§ **ENTRIES**
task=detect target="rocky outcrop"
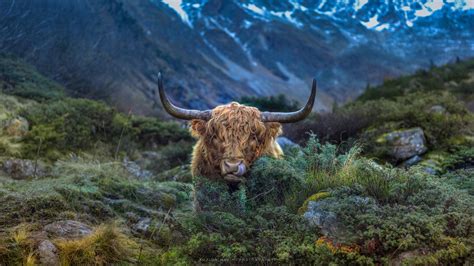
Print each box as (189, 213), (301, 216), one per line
(377, 127), (428, 161)
(122, 158), (153, 180)
(43, 220), (92, 238)
(37, 240), (60, 266)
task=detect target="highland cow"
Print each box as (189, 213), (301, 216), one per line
(158, 74), (316, 184)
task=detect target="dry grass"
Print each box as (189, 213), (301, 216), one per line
(55, 225), (137, 265)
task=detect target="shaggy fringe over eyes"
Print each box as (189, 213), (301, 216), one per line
(194, 102), (281, 155)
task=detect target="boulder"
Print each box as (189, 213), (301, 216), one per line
(43, 220), (92, 238)
(378, 127), (428, 161)
(2, 159), (47, 180)
(303, 194), (378, 243)
(38, 240), (60, 266)
(4, 116), (30, 137)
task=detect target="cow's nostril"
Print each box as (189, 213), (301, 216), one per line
(222, 160), (246, 176)
(234, 163), (247, 176)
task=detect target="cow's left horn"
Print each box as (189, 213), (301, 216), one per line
(261, 79), (316, 123)
(158, 73), (211, 120)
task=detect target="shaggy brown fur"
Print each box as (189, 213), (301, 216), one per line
(191, 102), (283, 179)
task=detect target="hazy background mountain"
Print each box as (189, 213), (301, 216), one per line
(0, 0), (474, 114)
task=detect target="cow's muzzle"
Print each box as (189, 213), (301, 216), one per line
(221, 160), (247, 182)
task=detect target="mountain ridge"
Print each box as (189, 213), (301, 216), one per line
(0, 0), (474, 114)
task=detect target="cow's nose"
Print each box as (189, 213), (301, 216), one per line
(222, 160), (247, 176)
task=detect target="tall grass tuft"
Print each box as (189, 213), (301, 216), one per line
(55, 225), (137, 265)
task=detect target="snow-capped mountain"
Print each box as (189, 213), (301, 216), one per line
(0, 0), (474, 113)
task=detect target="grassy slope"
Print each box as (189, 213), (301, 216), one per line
(0, 54), (474, 264)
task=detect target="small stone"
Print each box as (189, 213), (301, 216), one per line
(382, 127), (428, 161)
(4, 116), (30, 137)
(133, 217), (151, 234)
(402, 155), (421, 167)
(38, 240), (60, 266)
(44, 220), (92, 238)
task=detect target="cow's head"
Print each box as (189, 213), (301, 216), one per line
(158, 75), (316, 182)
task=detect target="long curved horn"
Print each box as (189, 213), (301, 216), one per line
(261, 79), (316, 123)
(158, 72), (211, 120)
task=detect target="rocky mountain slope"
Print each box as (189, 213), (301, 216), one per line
(0, 42), (474, 265)
(0, 0), (474, 113)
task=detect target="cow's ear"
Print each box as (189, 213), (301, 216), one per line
(190, 119), (206, 137)
(265, 122), (282, 138)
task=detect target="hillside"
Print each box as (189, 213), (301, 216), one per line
(0, 0), (474, 114)
(0, 55), (474, 265)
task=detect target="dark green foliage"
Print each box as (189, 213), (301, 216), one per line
(246, 157), (304, 206)
(0, 54), (64, 101)
(180, 206), (318, 264)
(239, 94), (301, 112)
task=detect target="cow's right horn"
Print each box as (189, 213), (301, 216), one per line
(261, 79), (316, 123)
(158, 73), (211, 120)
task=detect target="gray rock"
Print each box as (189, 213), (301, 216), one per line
(276, 137), (300, 149)
(428, 105), (446, 114)
(402, 155), (421, 167)
(4, 116), (30, 137)
(384, 127), (428, 160)
(422, 159), (440, 175)
(2, 159), (46, 180)
(38, 240), (60, 266)
(43, 220), (92, 238)
(303, 196), (377, 242)
(122, 158), (153, 180)
(132, 217), (151, 235)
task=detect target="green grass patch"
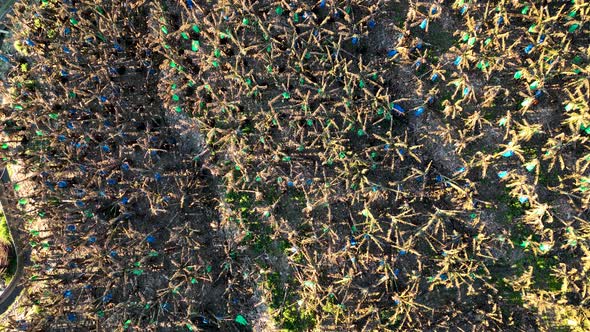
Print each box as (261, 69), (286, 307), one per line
(0, 210), (16, 285)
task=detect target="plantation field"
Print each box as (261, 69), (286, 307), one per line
(0, 0), (590, 331)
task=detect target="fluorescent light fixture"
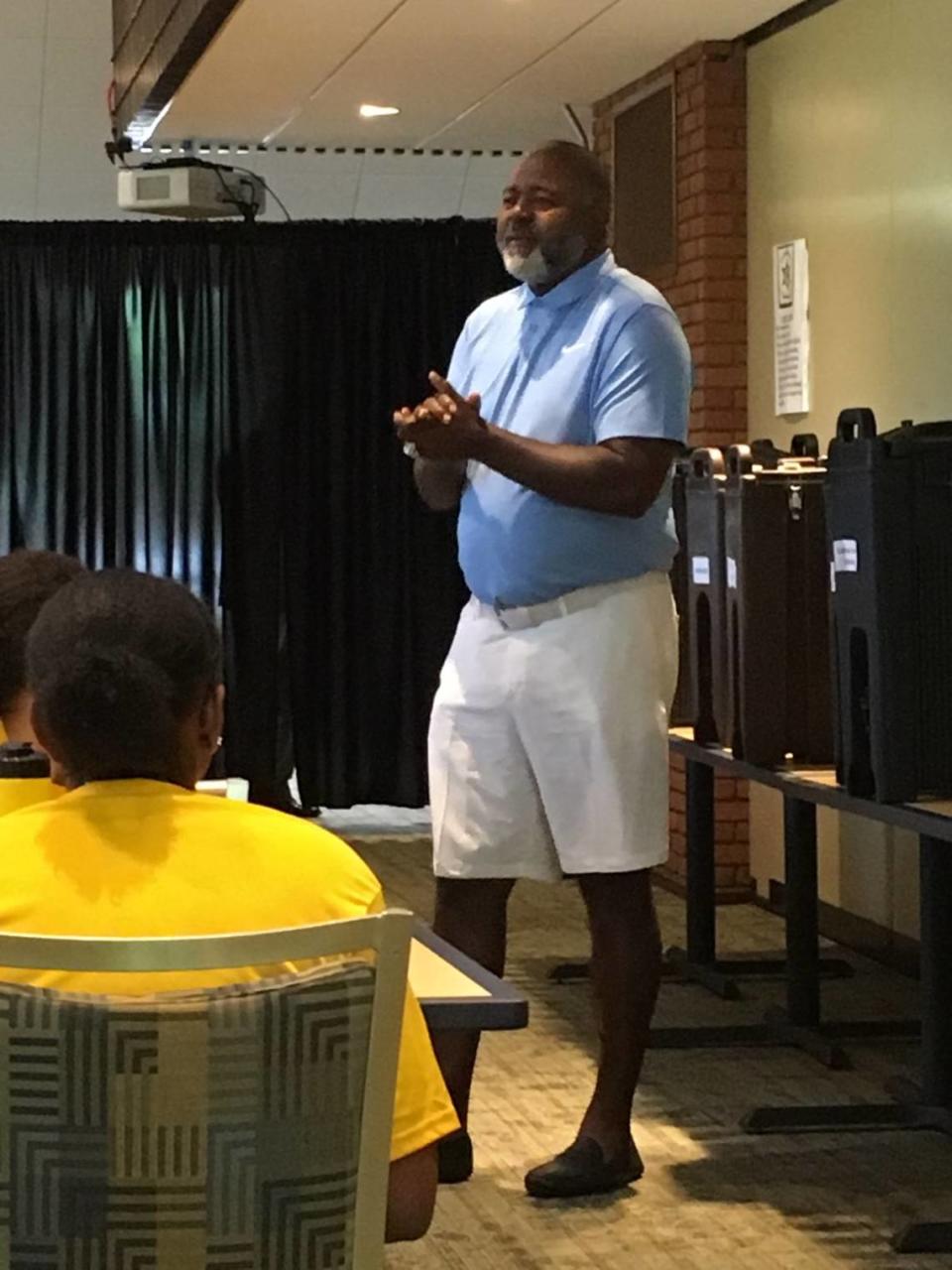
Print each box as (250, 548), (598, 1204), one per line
(359, 101), (400, 119)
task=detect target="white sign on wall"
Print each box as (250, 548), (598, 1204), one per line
(774, 239), (810, 414)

§ **PROBLEM DESCRIPTION**
Go through the rows above and copy out each line that contains the word "shaggy".

§ **EXERCISE ANSWER**
task=detect target="shaggy fringe over eyes"
task=detect target="shaggy brown fur"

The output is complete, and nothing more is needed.